## BEGIN Exercise material

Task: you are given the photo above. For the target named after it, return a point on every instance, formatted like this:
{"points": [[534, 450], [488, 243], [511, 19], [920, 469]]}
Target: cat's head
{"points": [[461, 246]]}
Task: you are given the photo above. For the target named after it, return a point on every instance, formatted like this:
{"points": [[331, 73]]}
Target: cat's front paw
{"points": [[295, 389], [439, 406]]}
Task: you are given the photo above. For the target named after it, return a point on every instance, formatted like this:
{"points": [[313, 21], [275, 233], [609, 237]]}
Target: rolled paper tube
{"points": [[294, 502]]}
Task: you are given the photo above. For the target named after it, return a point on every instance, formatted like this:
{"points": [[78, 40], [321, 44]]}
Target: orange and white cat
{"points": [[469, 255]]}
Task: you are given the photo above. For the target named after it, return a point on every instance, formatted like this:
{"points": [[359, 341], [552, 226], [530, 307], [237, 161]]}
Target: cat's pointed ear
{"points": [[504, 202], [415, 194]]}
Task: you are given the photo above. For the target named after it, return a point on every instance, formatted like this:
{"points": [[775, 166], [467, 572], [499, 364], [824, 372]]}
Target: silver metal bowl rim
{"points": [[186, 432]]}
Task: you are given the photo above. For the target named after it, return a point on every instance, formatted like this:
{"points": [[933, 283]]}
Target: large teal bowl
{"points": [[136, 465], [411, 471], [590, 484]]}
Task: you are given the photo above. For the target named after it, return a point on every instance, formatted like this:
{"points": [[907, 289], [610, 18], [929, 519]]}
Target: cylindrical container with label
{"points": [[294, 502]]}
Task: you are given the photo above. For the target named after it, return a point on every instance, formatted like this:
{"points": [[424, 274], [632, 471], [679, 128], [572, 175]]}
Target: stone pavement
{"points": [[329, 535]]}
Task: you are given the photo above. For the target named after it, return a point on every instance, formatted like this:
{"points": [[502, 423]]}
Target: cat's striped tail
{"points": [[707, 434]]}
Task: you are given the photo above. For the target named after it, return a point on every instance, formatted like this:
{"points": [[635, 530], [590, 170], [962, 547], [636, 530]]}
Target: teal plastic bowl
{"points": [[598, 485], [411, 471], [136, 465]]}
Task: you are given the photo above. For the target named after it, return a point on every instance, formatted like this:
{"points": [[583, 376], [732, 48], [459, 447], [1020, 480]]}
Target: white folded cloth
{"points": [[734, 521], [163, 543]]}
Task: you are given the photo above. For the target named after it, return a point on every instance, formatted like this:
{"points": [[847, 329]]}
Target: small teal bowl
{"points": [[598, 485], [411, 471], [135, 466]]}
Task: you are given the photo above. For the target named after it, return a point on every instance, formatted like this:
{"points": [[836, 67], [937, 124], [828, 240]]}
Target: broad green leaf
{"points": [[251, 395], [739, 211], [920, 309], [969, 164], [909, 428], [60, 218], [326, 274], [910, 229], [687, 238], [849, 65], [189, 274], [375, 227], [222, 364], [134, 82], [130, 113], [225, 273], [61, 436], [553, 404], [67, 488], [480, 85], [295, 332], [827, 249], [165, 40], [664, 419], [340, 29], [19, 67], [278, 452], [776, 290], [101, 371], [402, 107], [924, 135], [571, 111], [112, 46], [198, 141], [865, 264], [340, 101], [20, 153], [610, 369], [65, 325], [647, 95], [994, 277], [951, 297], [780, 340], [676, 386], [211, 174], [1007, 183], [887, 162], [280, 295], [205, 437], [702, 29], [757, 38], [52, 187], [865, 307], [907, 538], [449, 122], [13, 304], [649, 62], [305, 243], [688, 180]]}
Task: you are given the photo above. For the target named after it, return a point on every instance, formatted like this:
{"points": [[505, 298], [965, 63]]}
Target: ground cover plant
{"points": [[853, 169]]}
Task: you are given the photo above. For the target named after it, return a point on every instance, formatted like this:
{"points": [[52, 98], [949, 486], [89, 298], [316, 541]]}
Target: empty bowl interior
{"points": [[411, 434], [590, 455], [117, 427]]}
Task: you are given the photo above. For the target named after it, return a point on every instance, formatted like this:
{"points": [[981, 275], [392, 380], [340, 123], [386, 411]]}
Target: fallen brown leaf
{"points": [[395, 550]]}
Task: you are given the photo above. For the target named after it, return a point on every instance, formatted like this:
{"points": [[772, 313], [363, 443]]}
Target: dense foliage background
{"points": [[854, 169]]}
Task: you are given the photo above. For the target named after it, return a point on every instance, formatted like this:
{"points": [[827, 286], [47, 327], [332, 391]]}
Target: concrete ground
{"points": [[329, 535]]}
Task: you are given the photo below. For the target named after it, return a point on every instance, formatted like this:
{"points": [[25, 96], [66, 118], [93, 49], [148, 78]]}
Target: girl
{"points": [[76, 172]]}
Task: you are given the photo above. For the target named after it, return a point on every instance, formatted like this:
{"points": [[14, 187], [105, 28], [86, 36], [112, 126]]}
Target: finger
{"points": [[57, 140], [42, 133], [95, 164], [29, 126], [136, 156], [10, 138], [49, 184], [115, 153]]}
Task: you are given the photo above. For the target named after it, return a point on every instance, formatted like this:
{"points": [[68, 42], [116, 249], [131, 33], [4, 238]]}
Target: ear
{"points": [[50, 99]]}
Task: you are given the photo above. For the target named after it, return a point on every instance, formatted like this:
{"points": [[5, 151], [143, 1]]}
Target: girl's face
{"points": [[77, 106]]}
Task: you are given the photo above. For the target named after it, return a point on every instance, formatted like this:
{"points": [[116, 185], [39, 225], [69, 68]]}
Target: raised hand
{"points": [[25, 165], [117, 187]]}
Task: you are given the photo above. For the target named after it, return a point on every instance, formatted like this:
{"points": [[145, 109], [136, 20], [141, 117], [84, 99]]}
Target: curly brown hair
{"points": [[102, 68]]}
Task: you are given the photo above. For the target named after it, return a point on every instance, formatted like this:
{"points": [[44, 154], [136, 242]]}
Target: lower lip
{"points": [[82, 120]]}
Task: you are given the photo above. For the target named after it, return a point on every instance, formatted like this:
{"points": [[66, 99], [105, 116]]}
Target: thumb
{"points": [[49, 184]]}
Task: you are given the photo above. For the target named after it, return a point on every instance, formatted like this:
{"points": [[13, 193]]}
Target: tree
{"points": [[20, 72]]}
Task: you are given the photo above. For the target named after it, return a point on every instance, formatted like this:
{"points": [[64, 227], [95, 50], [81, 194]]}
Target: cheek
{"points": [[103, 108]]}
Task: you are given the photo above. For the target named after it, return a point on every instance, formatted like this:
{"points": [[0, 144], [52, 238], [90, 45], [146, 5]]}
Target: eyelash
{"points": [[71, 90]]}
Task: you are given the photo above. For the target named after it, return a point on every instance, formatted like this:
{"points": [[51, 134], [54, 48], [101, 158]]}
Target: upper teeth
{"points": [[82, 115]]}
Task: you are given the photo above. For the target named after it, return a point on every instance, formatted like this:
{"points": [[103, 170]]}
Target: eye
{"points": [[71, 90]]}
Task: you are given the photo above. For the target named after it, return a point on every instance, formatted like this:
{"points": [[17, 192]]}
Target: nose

## END Exercise material

* **Instructions to follow**
Send back every record, precisely as written.

* **Written answer**
Task: you are given the photo above. For the target named after it, return a point on every instance, formatted like this:
{"points": [[534, 450], [488, 243], [511, 19], [920, 469]]}
Target: cat's head
{"points": [[461, 246]]}
Task: you are given the photo above. For the target named after it, return a point on every instance, formatted like this:
{"points": [[331, 73]]}
Target: cat's front paw
{"points": [[295, 389], [439, 406]]}
Task: you are given the photo above. For the target named after it, return a point on every instance, formatted like this:
{"points": [[313, 21], [275, 233], [609, 237]]}
Target: rolled paper tube
{"points": [[294, 502]]}
Task: you are given the photo above. For the target named after it, return a point on every instance, formatted like this:
{"points": [[78, 40], [321, 44]]}
Target: orange and white cat
{"points": [[469, 255]]}
Task: you are given the photo above. For the target named after it, return a point on every instance, formatted like this:
{"points": [[359, 341], [552, 226], [530, 307], [237, 161]]}
Target: cat's pointed ear
{"points": [[504, 202], [415, 194]]}
Task: you are given the photo above. For the target named after it, return a point on every instance, formatted like this:
{"points": [[775, 166], [467, 572], [499, 364], [824, 372]]}
Target: silver metal bowl rim
{"points": [[186, 432]]}
Task: you are given the photo above. For the target named after it, return a point on every instance, formatted like this:
{"points": [[933, 283]]}
Target: large teal bowl
{"points": [[136, 465], [411, 471], [590, 484]]}
Task: you are given the photo above. For the target named after it, return a point on every instance, formatted like this:
{"points": [[907, 289], [610, 18], [929, 519]]}
Target: cylindrical container with label
{"points": [[294, 502]]}
Task: you are given the photo above. For the target named after it, return a point on every instance, formatted like this:
{"points": [[424, 274], [632, 471], [679, 128], [572, 175]]}
Target: stone pavement
{"points": [[329, 535]]}
Task: you are given the photo above. For the target named after it, return a point on every instance, formatted like this:
{"points": [[502, 423]]}
Target: cat's striped tail
{"points": [[707, 434]]}
Task: you are given the photo above. For the target named after it, return a point on every instance, formatted like this:
{"points": [[635, 530], [590, 170], [962, 547], [636, 530]]}
Target: teal plastic bowl
{"points": [[598, 485], [411, 471], [136, 465]]}
Task: you are given the photo above. For the target named after it, return a point on every instance, formatted like this:
{"points": [[583, 376], [732, 48], [459, 447], [1020, 480]]}
Target: white folded cloth
{"points": [[734, 521], [163, 543]]}
Task: you are given the photo above. For the target named after it, return a point on every instance, formatted like this:
{"points": [[847, 329]]}
Target: small teal bowl
{"points": [[598, 485], [411, 471], [135, 466]]}
Task: you are given the photo above. For the target named after it, return a point on every instance, formatted like this:
{"points": [[836, 67], [937, 124], [828, 240]]}
Target: broad green leaf
{"points": [[251, 395], [739, 211], [920, 309], [969, 164], [909, 428], [60, 218], [326, 274], [910, 229], [687, 238], [849, 65], [189, 274], [375, 227], [222, 364], [134, 82], [130, 113], [225, 273], [61, 436], [553, 404], [67, 488], [480, 85], [295, 332], [827, 249], [165, 40], [664, 419], [340, 29], [19, 67], [278, 452], [776, 290], [101, 371], [402, 107], [924, 135], [571, 111], [112, 46], [198, 141], [865, 264], [340, 101], [20, 153], [610, 369], [65, 325], [647, 95], [994, 277], [951, 297], [780, 340], [676, 386], [211, 174], [1007, 183], [887, 162], [280, 295], [205, 437], [702, 29], [757, 38], [52, 187], [865, 307], [907, 538], [449, 122], [13, 304], [649, 62], [305, 243], [688, 180]]}
Task: you are given the photo above. For the target named after it, return a point on every instance, formatted like this:
{"points": [[505, 298], [965, 63]]}
Target: ground cover plant
{"points": [[853, 169]]}
Task: you are given the photo above. For the target named after it, return a point on every instance, formatted like this:
{"points": [[52, 98], [949, 486], [89, 298], [316, 541]]}
Target: empty bowl interior
{"points": [[411, 434], [590, 455], [117, 427]]}
Task: you are given the photo above. For the target named after it, return a point on every instance, formatted like this:
{"points": [[981, 275], [392, 380], [340, 123], [386, 411]]}
Target: fallen brown leaf
{"points": [[395, 550]]}
Task: you are given the photo above. For the target named after it, return a point on every instance, formatted like this:
{"points": [[772, 313], [363, 443]]}
Target: dense foliage background
{"points": [[854, 169]]}
Task: you are given the photo above. For the target named after it, return a point on every instance, formatted like this:
{"points": [[827, 286], [47, 327], [332, 391]]}
Target: concrete ground
{"points": [[329, 535]]}
Task: you are given the photo below. For the target named after it, return a point on every instance, formatted like this:
{"points": [[25, 96], [66, 118], [93, 49], [148, 78]]}
Target: girl
{"points": [[76, 172]]}
Task: you are given the photo above. For the target named after it, return a point on every instance, formatted like this:
{"points": [[14, 187], [105, 28], [86, 36], [112, 126]]}
Target: finger
{"points": [[57, 140], [42, 133], [95, 164], [29, 126], [136, 156], [10, 138], [49, 184], [115, 153]]}
Task: you are given the photo above. For the target named after it, return a point on every instance, formatted like this:
{"points": [[68, 42], [116, 249], [131, 33], [4, 238]]}
Target: ear
{"points": [[50, 99]]}
Task: you are given the photo above. For the target named after it, return a point on every instance, formatted like this:
{"points": [[5, 151], [143, 1]]}
Target: girl's face
{"points": [[77, 106]]}
Task: you are given the photo above. For the target named after it, return a point on every instance, formatted like this:
{"points": [[116, 185], [39, 225], [69, 68]]}
Target: raised hand
{"points": [[25, 165], [117, 187]]}
Task: you are given the photo above. For the target named after it, return a point on every instance, formatted like this:
{"points": [[145, 109], [136, 20], [141, 117], [84, 99]]}
Target: curly brown hair
{"points": [[102, 68]]}
Task: you are given the photo above. For the target named after it, return a point on every instance, formatted like this:
{"points": [[44, 154], [136, 242]]}
Target: lower lip
{"points": [[82, 120]]}
Task: you are given the photo above. For the target named after it, return a point on every instance, formatted like this:
{"points": [[66, 99], [105, 116]]}
Target: thumb
{"points": [[49, 184]]}
Task: you are given the photo above. For the target named after it, return a point on every instance, formatted like this:
{"points": [[13, 193]]}
Target: tree
{"points": [[20, 72]]}
Task: you are given the photo above. For the target named after it, return a point on every instance, formatted like this:
{"points": [[64, 227], [95, 50], [81, 194]]}
Target: cheek
{"points": [[103, 108]]}
Task: you are given the photo above. For the target named after it, return a point on every instance, formatted like this:
{"points": [[0, 144], [52, 238], [90, 45], [146, 5]]}
Target: eyelash
{"points": [[71, 90]]}
Task: you are given the photo above. For the target named after it, return a point on every instance, formatted like this:
{"points": [[51, 134], [54, 48], [101, 158]]}
Target: upper teeth
{"points": [[82, 115]]}
Task: you are given the photo above. For the target named after it, return a point on every instance, formatted like this:
{"points": [[103, 170]]}
Target: eye
{"points": [[71, 90]]}
Task: you are given the photo above. For the target named after it, return a point on every instance, formatted like this:
{"points": [[17, 192]]}
Target: nose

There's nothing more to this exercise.